» **Record set**:
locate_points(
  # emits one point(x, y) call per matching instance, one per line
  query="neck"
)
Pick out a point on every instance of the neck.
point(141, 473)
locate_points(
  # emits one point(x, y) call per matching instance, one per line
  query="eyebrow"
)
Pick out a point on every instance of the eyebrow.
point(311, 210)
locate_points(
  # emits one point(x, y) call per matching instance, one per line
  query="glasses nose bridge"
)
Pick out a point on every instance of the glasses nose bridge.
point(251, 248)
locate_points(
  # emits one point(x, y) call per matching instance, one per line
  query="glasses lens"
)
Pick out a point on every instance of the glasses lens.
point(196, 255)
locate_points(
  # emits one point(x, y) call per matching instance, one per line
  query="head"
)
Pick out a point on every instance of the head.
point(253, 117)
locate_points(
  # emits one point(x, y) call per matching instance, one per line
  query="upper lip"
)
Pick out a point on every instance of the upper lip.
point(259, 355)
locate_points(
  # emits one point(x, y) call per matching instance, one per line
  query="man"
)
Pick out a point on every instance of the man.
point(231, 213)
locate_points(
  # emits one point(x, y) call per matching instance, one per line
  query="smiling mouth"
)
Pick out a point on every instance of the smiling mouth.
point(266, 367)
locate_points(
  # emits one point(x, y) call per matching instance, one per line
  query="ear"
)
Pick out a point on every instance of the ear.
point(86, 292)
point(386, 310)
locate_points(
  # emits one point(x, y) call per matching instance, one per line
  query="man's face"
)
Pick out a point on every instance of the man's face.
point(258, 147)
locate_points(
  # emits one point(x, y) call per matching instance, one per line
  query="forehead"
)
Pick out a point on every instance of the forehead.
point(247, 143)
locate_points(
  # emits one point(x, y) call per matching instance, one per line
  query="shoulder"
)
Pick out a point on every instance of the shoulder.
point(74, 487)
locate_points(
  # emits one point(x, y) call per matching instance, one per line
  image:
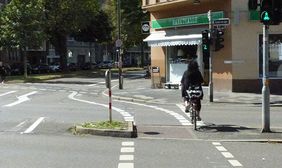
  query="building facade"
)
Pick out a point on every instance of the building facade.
point(176, 27)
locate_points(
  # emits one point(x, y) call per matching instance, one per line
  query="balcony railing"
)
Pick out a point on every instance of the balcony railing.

» **Stated exercise**: Rewrite the data starting at its beginning and ending at the line containing "point(311, 210)", renaming "instance" to "occurrence" and leaving everything else unchanged.

» **Task result**:
locate_points(
  # emits one point(x, y) call per matching occurrence, one per line
  query="neck"
)
Pick out a point on every occurrence of the neck.
point(141, 473)
locate_points(
  # emits one point(x, y) call per matching occurrence, one per line
  query="eyebrow"
)
Pick out a point on every occurrence of the eyebrow.
point(311, 210)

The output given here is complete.